# WORK INSTRUCTION:
Whenever a line in the records below holds the string "tower", copy it out.

+-------+

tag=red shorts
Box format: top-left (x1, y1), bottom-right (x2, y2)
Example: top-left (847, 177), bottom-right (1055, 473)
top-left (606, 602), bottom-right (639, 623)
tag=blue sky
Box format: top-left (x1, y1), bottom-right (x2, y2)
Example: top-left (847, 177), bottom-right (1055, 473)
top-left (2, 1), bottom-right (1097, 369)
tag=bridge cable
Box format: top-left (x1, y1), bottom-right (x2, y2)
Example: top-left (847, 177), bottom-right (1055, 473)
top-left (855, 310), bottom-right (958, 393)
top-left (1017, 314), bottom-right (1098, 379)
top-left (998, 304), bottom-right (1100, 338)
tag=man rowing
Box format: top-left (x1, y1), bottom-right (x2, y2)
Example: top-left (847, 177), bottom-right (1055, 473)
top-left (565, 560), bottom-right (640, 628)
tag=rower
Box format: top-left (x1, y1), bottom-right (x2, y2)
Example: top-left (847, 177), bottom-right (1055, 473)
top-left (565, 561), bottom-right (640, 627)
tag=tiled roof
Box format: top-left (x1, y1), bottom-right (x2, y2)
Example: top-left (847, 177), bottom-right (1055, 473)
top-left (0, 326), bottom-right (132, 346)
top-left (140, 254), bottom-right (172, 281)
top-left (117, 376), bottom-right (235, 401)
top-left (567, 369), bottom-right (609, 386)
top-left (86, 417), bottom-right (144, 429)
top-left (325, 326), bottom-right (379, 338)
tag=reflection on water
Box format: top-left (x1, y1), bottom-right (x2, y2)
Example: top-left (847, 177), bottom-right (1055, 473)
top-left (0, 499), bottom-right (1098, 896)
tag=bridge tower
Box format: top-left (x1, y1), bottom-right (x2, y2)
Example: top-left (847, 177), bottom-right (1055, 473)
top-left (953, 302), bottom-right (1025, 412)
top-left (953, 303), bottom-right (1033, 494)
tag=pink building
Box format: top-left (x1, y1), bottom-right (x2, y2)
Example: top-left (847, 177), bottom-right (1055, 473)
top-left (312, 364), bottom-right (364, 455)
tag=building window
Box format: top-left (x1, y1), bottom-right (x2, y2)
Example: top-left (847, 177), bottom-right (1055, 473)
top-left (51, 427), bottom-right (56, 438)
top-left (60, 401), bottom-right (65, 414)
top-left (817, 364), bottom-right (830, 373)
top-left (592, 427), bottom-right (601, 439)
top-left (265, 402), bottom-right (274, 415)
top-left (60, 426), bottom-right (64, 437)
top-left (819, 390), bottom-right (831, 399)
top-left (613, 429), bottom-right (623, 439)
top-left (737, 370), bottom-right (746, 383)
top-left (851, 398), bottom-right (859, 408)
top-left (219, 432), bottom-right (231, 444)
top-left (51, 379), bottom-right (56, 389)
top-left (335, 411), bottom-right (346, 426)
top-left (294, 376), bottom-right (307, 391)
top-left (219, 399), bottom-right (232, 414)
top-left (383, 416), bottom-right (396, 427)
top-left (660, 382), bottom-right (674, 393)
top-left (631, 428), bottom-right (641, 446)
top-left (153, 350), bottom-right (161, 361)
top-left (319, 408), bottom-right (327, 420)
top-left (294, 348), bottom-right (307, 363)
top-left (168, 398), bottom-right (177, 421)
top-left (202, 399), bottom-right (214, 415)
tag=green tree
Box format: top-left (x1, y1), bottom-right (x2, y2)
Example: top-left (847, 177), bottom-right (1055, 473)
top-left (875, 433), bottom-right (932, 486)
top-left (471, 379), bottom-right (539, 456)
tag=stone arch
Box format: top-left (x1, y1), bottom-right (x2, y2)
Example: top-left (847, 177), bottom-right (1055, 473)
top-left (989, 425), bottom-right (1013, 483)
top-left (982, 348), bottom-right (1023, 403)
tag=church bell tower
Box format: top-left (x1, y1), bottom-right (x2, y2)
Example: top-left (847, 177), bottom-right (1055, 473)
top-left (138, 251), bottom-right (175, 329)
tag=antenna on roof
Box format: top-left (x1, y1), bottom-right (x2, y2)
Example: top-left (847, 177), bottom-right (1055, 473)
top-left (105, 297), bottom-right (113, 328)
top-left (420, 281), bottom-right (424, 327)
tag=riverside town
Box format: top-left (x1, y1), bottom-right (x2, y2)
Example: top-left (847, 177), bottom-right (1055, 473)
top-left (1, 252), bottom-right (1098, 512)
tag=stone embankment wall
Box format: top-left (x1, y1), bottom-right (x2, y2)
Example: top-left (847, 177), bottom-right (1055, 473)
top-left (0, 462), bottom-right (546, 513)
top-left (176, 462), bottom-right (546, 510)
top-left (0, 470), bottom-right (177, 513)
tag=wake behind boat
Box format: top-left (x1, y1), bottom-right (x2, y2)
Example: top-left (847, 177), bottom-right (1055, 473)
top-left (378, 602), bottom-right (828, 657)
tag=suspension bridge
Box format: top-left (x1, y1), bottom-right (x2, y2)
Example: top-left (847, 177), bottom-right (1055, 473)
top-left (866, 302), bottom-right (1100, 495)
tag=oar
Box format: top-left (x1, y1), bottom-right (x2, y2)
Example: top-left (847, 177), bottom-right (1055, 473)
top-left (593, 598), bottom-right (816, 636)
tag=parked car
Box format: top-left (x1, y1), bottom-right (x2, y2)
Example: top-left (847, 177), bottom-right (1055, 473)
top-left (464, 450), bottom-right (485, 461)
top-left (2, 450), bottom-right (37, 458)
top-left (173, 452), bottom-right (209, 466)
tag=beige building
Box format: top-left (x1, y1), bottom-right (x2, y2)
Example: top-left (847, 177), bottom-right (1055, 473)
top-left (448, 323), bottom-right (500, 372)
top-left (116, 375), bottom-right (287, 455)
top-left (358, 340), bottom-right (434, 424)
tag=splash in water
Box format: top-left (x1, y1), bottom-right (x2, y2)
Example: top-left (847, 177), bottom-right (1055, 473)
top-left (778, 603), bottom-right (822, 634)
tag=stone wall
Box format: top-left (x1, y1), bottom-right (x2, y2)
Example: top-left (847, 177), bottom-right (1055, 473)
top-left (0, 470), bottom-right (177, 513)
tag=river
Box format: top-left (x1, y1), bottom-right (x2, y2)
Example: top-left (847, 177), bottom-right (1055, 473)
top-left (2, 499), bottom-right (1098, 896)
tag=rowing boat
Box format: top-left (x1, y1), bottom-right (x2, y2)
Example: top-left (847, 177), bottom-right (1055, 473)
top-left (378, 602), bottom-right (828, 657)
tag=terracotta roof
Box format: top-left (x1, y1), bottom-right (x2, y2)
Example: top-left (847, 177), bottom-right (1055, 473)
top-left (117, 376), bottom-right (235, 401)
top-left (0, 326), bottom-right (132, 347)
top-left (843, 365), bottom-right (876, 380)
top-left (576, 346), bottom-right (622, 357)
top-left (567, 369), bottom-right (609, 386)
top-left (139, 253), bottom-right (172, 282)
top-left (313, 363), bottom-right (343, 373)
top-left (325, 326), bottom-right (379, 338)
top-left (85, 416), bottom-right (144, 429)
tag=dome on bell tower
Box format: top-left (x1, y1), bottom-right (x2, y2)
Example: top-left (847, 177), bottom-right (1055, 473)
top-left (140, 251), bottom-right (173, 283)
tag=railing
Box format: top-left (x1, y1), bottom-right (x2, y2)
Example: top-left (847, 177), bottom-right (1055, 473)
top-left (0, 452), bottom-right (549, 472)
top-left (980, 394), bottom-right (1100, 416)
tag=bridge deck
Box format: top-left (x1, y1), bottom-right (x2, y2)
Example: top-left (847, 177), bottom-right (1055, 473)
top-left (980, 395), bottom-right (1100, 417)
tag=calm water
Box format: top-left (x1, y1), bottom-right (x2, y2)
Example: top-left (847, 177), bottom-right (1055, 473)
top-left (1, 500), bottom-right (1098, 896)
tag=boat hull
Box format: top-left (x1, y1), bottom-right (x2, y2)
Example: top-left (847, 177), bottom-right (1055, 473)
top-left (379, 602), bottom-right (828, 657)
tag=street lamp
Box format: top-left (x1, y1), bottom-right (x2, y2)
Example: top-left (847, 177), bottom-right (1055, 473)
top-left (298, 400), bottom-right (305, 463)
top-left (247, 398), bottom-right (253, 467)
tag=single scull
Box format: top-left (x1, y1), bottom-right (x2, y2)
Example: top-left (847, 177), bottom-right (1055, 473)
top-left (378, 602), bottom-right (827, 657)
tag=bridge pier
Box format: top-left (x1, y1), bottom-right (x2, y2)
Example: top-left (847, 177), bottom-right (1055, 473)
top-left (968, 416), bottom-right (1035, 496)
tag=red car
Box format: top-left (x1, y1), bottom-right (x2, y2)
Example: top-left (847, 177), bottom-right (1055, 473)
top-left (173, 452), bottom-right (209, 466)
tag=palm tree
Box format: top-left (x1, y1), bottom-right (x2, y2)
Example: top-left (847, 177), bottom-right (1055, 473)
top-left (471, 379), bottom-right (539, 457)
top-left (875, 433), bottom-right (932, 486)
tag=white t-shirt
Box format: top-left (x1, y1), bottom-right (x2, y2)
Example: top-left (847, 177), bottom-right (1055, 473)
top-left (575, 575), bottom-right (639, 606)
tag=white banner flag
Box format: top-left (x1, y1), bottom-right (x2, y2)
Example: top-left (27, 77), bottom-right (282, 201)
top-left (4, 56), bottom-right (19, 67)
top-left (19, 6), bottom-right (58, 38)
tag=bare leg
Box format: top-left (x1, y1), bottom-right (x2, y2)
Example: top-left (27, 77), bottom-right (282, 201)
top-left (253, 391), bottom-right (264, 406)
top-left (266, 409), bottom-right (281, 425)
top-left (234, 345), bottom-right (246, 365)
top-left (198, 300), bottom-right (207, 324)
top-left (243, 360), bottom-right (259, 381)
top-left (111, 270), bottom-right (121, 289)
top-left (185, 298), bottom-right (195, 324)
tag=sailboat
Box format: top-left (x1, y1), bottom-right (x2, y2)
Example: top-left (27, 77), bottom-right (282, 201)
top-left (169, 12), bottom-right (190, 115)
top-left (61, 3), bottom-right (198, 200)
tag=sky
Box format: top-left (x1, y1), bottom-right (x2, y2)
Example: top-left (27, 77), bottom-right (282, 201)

+-------+

# SOLVED PROBLEM:
tag=bridge tower
tag=church bell tower
tag=dome on bell tower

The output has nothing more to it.